┌──
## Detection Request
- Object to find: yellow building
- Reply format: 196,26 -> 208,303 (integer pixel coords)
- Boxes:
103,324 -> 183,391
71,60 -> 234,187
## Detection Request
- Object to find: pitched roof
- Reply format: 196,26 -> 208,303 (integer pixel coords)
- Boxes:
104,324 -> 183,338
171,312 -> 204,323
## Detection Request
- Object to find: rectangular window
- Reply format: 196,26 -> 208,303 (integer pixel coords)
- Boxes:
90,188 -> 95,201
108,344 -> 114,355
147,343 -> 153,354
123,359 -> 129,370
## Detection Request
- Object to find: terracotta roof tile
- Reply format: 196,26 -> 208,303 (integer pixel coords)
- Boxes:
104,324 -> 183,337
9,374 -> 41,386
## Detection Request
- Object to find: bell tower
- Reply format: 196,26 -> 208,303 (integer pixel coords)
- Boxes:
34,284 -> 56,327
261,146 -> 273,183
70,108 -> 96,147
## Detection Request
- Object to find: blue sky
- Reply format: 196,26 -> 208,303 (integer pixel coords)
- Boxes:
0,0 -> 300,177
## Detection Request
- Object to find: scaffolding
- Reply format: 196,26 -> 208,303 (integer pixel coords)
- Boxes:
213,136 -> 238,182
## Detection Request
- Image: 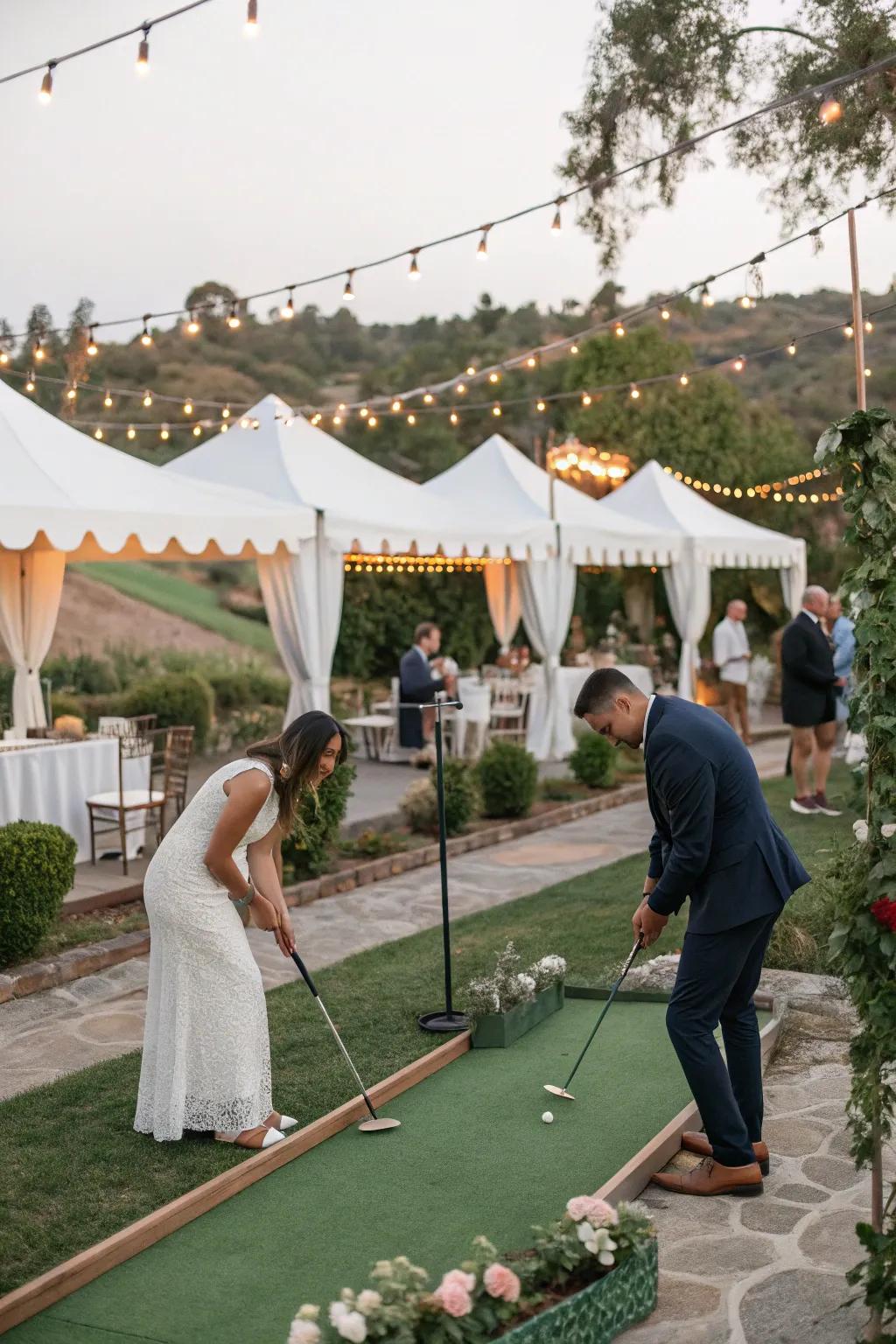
└──
Rewrite all of the items above, changing every "Object to find" to "Target object" and keeping everything else the same. Omit the pictures from your output.

## Detection Request
- Target object: yellow building
- Reply format: 196,26 -> 208,303 (integer pixel coords)
- Boxes:
103,324 -> 183,391
71,60 -> 234,187
## Detection Request
- Target object: pitched roof
- Reply format: 196,26 -> 208,303 (integer pixel coords)
- Boxes:
104,324 -> 183,338
171,312 -> 204,323
## Detection Request
- Target object: rectangular window
- Reply format: 196,26 -> 208,303 (integer pixel coords)
- Boxes:
90,188 -> 95,201
108,344 -> 114,355
147,343 -> 153,354
123,359 -> 129,370
## Detection Request
- Target object: terracotta roof tile
- Reply format: 196,26 -> 208,303 (integer pixel coords)
- Boxes:
104,324 -> 183,337
9,374 -> 41,386
## Detection Request
- Target object: bell tower
- Reply format: 196,26 -> 208,303 (integer pixel coords)
- Boxes:
34,284 -> 56,327
261,146 -> 273,183
70,108 -> 96,147
## Detection Request
- Target object: blue sky
- Reply format: 196,26 -> 208,303 (integer pixel coords)
- Boxes:
0,0 -> 300,177
## Detection Request
- Target object: scaffolding
- Reply format: 196,26 -> 208,303 (integer pixel coords)
- Boxes:
213,136 -> 238,182
## Detection Request
- Image: 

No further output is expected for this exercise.